* BEGIN Data supplied *

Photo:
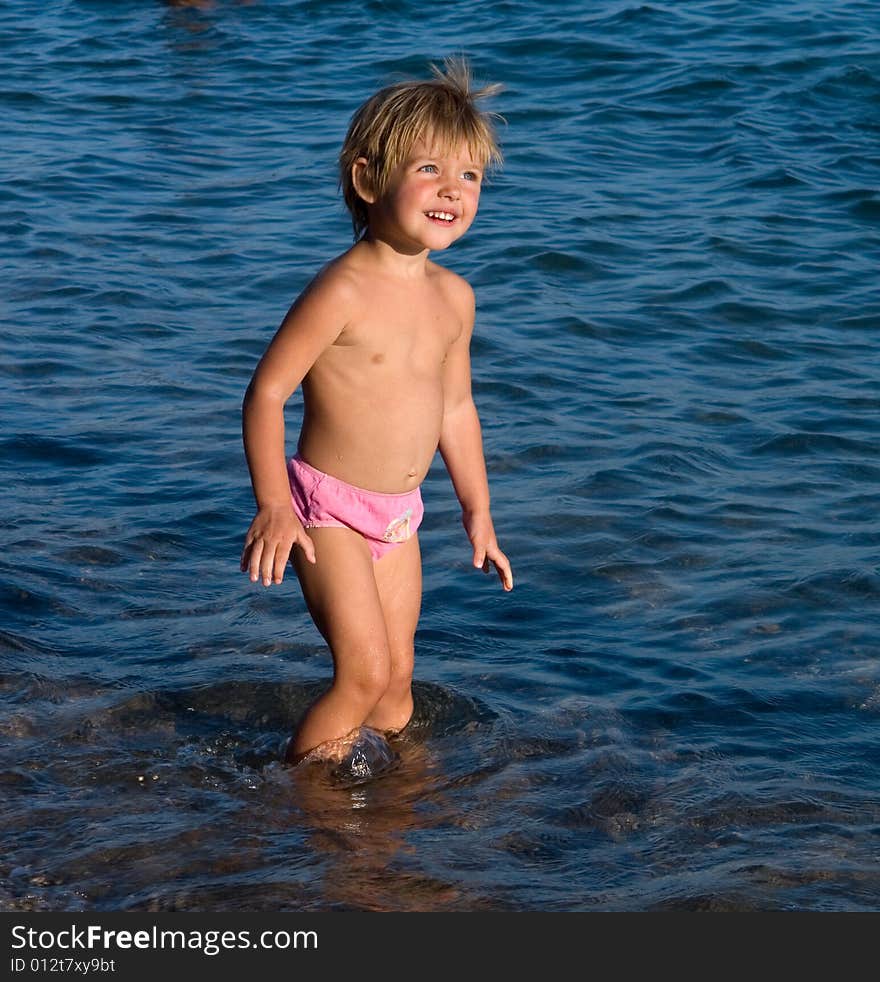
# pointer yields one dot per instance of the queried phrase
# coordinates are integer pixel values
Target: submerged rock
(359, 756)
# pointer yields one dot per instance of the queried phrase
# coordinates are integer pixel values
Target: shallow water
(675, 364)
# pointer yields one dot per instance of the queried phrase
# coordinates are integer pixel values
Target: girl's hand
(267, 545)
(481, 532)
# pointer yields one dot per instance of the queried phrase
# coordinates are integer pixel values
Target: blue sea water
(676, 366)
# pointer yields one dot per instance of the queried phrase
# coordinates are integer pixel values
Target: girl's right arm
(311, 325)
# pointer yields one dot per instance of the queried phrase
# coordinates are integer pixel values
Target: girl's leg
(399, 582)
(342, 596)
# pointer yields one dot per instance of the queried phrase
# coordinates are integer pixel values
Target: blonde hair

* END Data supplied *
* BEGIN Data supplied *

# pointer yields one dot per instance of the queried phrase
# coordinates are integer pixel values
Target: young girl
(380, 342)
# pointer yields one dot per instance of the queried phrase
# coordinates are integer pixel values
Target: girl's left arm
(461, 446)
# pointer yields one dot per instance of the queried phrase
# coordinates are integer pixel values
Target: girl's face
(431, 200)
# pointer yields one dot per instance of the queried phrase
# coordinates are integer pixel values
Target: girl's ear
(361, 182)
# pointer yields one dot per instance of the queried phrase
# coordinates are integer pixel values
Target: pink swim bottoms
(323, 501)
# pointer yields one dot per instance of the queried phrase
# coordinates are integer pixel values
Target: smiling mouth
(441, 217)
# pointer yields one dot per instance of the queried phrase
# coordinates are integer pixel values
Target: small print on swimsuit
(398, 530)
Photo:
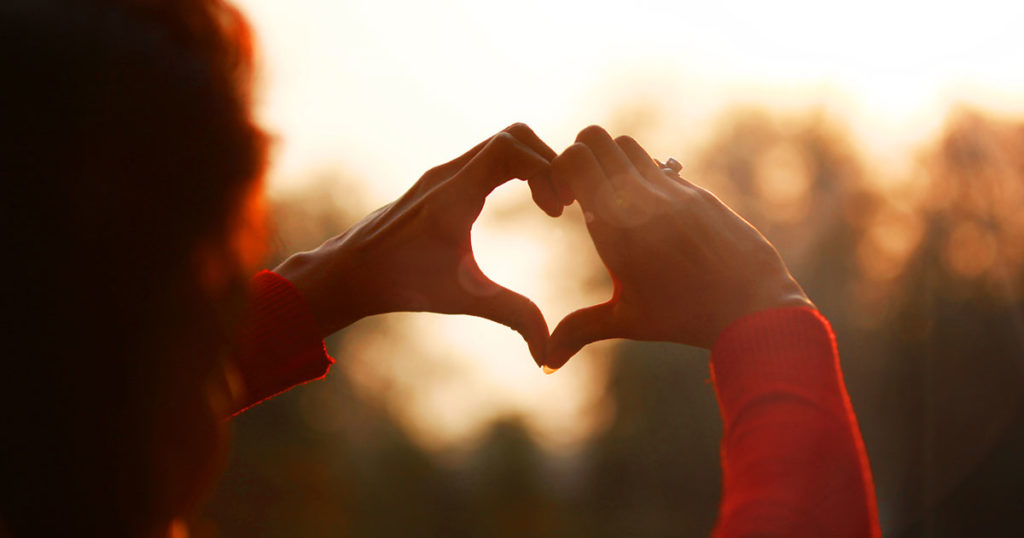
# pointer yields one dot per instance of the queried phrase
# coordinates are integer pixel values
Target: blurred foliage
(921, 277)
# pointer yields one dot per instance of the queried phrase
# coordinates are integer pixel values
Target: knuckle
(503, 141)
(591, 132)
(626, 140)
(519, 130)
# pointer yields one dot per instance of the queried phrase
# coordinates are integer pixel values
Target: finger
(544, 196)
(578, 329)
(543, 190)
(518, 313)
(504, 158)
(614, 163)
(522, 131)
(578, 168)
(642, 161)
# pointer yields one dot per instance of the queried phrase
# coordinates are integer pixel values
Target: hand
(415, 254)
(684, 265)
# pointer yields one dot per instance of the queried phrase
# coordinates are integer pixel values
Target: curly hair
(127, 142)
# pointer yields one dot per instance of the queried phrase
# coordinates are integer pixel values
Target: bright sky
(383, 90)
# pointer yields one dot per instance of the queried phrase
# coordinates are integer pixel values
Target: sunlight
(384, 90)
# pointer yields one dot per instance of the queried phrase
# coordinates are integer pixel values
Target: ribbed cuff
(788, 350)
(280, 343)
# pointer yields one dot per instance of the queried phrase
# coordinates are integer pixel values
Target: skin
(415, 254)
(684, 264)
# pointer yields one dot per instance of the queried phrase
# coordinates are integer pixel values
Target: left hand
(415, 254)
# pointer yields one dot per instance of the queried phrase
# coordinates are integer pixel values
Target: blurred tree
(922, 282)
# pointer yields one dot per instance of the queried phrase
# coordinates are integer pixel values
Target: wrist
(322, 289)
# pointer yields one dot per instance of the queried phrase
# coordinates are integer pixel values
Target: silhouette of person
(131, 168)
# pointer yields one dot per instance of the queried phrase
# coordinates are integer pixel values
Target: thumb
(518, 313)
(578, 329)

* END Data supplied *

▶ What to produce
How many lines in the records above contain the string "blurred"? Case counts, so reply with the number alone.

▶ Solution to this task
2